#### THE PROBLEM
Please copy out the data below with each "outline" swapped for "boundary" and every other word left unchanged. Leave the pictures out of your answer.

— begin STORED ROWS —

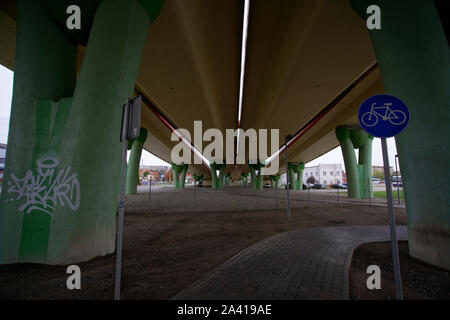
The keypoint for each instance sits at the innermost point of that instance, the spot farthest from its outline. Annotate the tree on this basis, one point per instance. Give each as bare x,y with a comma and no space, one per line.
311,180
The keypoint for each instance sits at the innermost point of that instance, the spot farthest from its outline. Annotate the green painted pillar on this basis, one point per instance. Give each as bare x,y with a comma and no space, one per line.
176,175
71,144
348,152
244,178
217,180
182,179
132,178
299,171
292,178
275,181
179,174
414,58
363,142
227,179
365,159
45,71
198,178
296,175
257,178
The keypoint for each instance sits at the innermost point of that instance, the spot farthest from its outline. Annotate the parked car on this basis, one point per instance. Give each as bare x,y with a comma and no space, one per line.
397,181
376,181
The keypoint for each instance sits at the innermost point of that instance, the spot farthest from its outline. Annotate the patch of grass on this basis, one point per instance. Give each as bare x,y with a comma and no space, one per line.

— end STORED ROWS —

#### REPLY
The keypoint for each instance sits at the innermost point of that instance, the spot farthest from its boundary. Annotate the tree on this basis, one point per instance. Give each as bare x,y with a comma and no space, one per line.
311,180
The keypoint for each instance sits at the innermost point of that instance, the spot farthest from its boundary. Annotate the green painted pillar on this basis, one point per instance. Give each as bare x,y with a comma and no space, one per line.
176,175
71,144
348,152
244,178
217,180
182,179
132,178
299,171
292,178
275,181
179,174
414,58
363,142
227,179
365,159
45,71
198,178
296,175
257,178
The keypoint for each instance sits at the innermost point of that instance, the spot farthest from its boundary. Annotate the parked car on this basis, one point per instance. Give each as bare x,y with a comma and no space, one per line.
397,181
376,181
The keypoint for each instance sits at the innermost point of that instance, the spot farthest from its boundary. Annotate the patch of grass on this basis, one point per instance. Give each as bare x,y with a comma and no space, one per line.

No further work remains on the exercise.